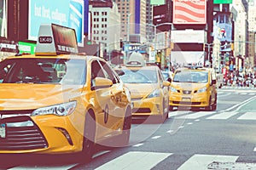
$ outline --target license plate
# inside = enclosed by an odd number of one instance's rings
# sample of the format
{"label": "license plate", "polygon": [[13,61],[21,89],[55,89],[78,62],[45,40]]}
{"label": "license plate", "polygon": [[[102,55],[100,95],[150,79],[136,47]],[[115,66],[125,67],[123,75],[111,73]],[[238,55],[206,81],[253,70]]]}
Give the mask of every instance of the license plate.
{"label": "license plate", "polygon": [[190,98],[183,98],[183,101],[191,101]]}
{"label": "license plate", "polygon": [[1,126],[0,126],[0,139],[5,138],[5,136],[6,136],[5,124],[1,124]]}

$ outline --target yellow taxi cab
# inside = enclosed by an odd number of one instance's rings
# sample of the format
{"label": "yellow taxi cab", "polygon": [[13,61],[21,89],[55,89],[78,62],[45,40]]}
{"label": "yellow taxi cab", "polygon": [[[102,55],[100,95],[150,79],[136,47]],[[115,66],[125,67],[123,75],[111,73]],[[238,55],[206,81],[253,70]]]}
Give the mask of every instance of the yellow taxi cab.
{"label": "yellow taxi cab", "polygon": [[0,62],[0,153],[86,161],[96,144],[128,144],[130,92],[104,60],[77,53],[74,31],[42,25],[35,54]]}
{"label": "yellow taxi cab", "polygon": [[134,52],[125,65],[114,70],[131,91],[132,117],[163,122],[168,117],[170,82],[158,66],[146,65],[142,58]]}
{"label": "yellow taxi cab", "polygon": [[170,88],[170,110],[174,107],[217,107],[216,74],[212,68],[188,66],[175,71]]}

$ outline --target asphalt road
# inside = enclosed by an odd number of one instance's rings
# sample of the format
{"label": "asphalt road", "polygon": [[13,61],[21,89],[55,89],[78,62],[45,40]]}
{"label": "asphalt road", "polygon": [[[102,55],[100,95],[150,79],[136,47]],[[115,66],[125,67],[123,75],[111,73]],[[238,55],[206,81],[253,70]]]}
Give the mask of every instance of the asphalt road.
{"label": "asphalt road", "polygon": [[175,110],[163,124],[132,124],[130,144],[75,156],[0,156],[3,169],[201,170],[256,168],[256,89],[218,89],[215,111]]}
■ ■ ■ ■
Render every line of the listing above as a JSON list of strings, one string per line, skipping blank lines. Omit the pictures from your answer.

[
  "$ outline --target license plate",
  "# inside = enclosed by an odd number of one instance's rings",
  "# sample of the format",
  "{\"label\": \"license plate\", \"polygon\": [[13,61],[21,89],[55,89],[78,62],[45,40]]}",
  "{\"label\": \"license plate\", \"polygon\": [[[102,55],[100,95],[150,79],[136,47]],[[115,66],[125,67],[123,75],[111,73]],[[238,55],[206,81],[253,70]]]}",
  "Give the mask of every instance of the license plate.",
  "{\"label\": \"license plate\", \"polygon\": [[190,98],[183,98],[183,101],[191,101]]}",
  "{\"label\": \"license plate\", \"polygon\": [[1,126],[0,126],[0,139],[5,138],[5,136],[6,136],[5,124],[1,124]]}",
  "$ outline --target yellow taxi cab",
  "# inside = enclosed by an odd number of one instance's rings",
  "# sample of the format",
  "{\"label\": \"yellow taxi cab\", \"polygon\": [[13,61],[21,89],[55,89],[78,62],[45,40]]}",
  "{\"label\": \"yellow taxi cab\", \"polygon\": [[[102,55],[100,95],[150,79],[136,47]],[[115,66],[125,67],[123,75],[111,73]],[[238,55],[206,81],[253,70]]]}",
  "Give the mask of every instance of the yellow taxi cab.",
  "{\"label\": \"yellow taxi cab\", \"polygon\": [[0,62],[0,153],[86,161],[96,144],[128,144],[130,92],[104,60],[77,53],[74,31],[42,25],[35,54]]}",
  "{\"label\": \"yellow taxi cab\", \"polygon\": [[134,52],[125,65],[114,70],[131,91],[132,117],[163,122],[168,117],[170,82],[158,66],[146,65],[142,58]]}",
  "{\"label\": \"yellow taxi cab\", \"polygon\": [[170,88],[170,110],[174,107],[217,107],[216,74],[212,68],[188,66],[175,71]]}",
  "$ outline --target asphalt road",
  "# inside = enclosed by an odd number of one instance's rings",
  "# sample of the format",
  "{\"label\": \"asphalt road\", \"polygon\": [[13,61],[21,89],[55,89],[78,62],[45,40]]}",
  "{\"label\": \"asphalt road\", \"polygon\": [[[102,55],[100,95],[150,79],[136,47]],[[115,66],[125,67],[123,75],[111,73]],[[238,55],[206,81],[253,70]]]}",
  "Give the mask of every instance of the asphalt road.",
  "{\"label\": \"asphalt road\", \"polygon\": [[175,110],[163,124],[132,124],[130,144],[75,156],[0,156],[3,169],[201,170],[256,168],[256,89],[218,89],[215,111]]}"
]